◆ **PROBLEM TO SOLVE**:
Each entry is to be retyped exactly as it stands.

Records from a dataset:

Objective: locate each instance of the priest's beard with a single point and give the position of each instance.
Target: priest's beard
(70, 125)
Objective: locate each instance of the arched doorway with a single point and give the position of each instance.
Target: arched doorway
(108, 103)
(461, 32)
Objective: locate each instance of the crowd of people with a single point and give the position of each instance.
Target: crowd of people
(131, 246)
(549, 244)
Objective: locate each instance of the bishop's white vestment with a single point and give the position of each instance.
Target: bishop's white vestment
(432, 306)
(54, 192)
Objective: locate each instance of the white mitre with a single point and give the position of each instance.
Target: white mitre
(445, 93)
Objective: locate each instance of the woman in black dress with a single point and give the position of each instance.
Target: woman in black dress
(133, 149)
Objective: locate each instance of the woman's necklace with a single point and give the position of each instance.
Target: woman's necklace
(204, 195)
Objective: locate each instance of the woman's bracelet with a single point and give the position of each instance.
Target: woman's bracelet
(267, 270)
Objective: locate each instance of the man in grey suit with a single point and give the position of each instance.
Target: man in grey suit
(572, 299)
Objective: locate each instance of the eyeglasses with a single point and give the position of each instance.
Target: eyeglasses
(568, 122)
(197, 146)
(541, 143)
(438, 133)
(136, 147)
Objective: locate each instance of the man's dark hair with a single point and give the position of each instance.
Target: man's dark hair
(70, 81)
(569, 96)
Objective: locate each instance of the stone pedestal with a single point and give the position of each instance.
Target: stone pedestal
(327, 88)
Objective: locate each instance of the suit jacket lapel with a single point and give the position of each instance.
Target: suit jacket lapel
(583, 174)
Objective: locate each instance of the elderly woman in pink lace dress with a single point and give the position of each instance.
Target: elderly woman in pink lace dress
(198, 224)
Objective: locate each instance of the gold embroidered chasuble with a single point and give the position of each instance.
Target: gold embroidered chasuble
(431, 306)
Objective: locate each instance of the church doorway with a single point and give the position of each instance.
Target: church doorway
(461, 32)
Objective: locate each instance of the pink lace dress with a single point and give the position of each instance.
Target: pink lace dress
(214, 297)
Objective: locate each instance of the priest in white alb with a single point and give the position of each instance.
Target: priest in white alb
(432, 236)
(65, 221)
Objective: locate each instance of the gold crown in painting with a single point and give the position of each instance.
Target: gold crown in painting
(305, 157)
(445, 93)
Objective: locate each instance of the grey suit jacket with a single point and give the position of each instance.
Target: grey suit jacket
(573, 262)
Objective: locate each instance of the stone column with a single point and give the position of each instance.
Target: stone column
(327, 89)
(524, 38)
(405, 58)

◆ **REPLY TO THE EXERCISE**:
Objective: locate each instance of the priest's beard with a single point and give the position of each instance.
Target: priest's beard
(70, 125)
Objective: locate each instance of the arched doorway with a single point and give the position of each instance.
Target: arched doorway
(108, 103)
(461, 32)
Objective: locate each instance of the crowd of people with a single point and give the position of each instance.
Target: crowd of people
(131, 246)
(549, 244)
Objective: locate each instance of the bishop's white vestment with a single point and give the position of each instance.
Target: bishop's white vestment
(432, 306)
(54, 192)
Objective: locate each instance of the white mitre with a single point and give the position of each instance.
Target: white mitre
(445, 93)
Objective: locate each instance of the woman in black dress with a single point and give the position of each instance.
Target: woman in black dress
(133, 149)
Objective: locate each instance of the woman's necklace with a single point and give the position of each instance.
Target: woman's necklace
(204, 195)
Objective: locate each instance of the woman's bracelet with a single point and give the position of each instance.
Target: woman's bracelet
(267, 270)
Objective: locate each instance of the man in grey suit with a single point and give the position of each instance.
Target: man in grey suit
(572, 299)
Objective: locate each instance of the eyeglasses with a single point and give the position of each instance.
Target: eyeglasses
(568, 122)
(197, 146)
(541, 143)
(438, 133)
(136, 147)
Objective: locate each instance of the man's dark hair with a single point and give the position of each instance.
Target: man's dark hair
(70, 81)
(569, 96)
Objective: locate each instance of the stone pedestal with a single point and give the position of each instance.
Target: stone pedestal
(327, 88)
Objective: locate each instance of the suit jacket lapel with a single point and give the position of each instance.
Target: suit jacket lapel
(583, 174)
Objective: locate each instance of the elderly woman in pink lace dress with a single point and give the position of each instance.
Target: elderly woman in pink lace dress
(198, 224)
Objective: locate each instance of the gold embroidered chasuble with a single point and give the position of each instance.
Target: gold embroidered chasuble
(431, 306)
Objective: locate each instance of the church doorway with a single point and give the position of each instance.
Target: church doorway
(461, 32)
Objective: locate each instance of the pink lace dress with a single point and give the position of each instance.
Target: pink lace dress
(214, 297)
Objective: locate each instance of the priest in white alb with a single point and give the position of each instance.
Target: priest in white alb
(432, 236)
(65, 221)
Objective: locate each instance of the gold crown in painting with a single point and give the position of each instance.
Target: gold crown in painting
(305, 157)
(445, 93)
Objective: locate each instance of the grey suit jacket with a single point and give the position of each instance.
Target: grey suit jacket
(573, 262)
Objective: locate each instance of the stone column with a single point and give the position of each instance.
Target: stone column
(327, 89)
(524, 38)
(405, 58)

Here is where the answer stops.